------ PROVIDED PASSAGE

ADR-006: CLI Command Dispatch Pattern

Status: Accepted
Date: 2026-04-20
Deciders: John Eakin
Trigger: All three review reports flagged the legacy argparse scrape dispatch in the old monolithic cli.py as a critical code smell — 117 lines, ~18 cyclomatic complexity, 7 mutually exclusive flag-combination branches with duplicated workflow logic (RF-CPLX-001, P2-CQ-2, Dev Assessment §2). That module was removed in favor of the Typer package under src/forensics/cli/.

Context

The scrape subcommand (Typer app in src/forensics/cli/scrape.py, routable core dispatch_scrape) accepts five boolean flags (--discover, --metadata, --fetch, --dedup, --archive) plus --dry-run. The implementation described here handled flag combinations with sequential if blocks that compute boolean expressions from the 5 flags:

d = bool(args.discover)
m = bool(args.metadata)
# ...
only_archive = arch and not d and not m and not f and not ded
if only_archive:
    # 4 lines of workflow
    return 0

only_dedup = ded and not d and not m and not f and not arch
if only_dedup:
    # 6 lines of workflow
    return 0

# ... 5 more blocks

This pattern has three problems:

Combinatorial explosion. Adding Phase 4–7 flags (extract, analyze, report) would require handling exponentially more combinations.

------------

■ **EXERCISE**: Transcribe the CLI dispatch decision record between "Status: Accepted" and "package under src/forensics/cli/.", inclusive.

------ RECORD EXTRACTS

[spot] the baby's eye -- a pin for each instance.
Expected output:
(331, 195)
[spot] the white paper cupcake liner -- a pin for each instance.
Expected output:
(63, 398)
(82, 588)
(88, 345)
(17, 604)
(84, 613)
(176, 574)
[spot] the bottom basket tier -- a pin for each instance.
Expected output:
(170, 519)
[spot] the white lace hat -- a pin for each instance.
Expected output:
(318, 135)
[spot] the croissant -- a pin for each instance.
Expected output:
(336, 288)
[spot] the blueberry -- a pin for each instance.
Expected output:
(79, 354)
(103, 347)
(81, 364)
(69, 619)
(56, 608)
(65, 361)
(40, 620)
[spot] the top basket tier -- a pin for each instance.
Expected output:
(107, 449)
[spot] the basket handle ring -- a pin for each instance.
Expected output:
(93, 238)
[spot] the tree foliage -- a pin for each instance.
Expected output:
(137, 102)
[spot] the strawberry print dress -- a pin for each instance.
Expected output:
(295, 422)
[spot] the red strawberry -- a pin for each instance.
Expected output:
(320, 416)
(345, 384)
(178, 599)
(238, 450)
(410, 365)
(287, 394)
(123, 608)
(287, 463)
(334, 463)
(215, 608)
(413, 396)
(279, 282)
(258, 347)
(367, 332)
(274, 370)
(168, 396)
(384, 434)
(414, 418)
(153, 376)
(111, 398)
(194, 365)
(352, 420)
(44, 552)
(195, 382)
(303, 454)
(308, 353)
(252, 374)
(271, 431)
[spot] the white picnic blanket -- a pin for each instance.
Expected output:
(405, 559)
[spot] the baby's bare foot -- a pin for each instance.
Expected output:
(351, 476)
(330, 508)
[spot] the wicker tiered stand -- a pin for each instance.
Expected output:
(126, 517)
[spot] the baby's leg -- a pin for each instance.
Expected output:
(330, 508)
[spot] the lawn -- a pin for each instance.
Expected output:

------------

■ **RESPONSE TO THIS EXERCISE**:
Status: Accepted
Date: 2026-04-20
Deciders: John Eakin
Trigger: All three review reports flagged the legacy argparse scrape dispatch in the old monolithic cli.py as a critical code smell — 117 lines, ~18 cyclomatic complexity, 7 mutually exclusive flag-combination branches with duplicated workflow logic (RF-CPLX-001, P2-CQ-2, Dev Assessment §2). That module was removed in favor of the Typer package under src/forensics/cli/.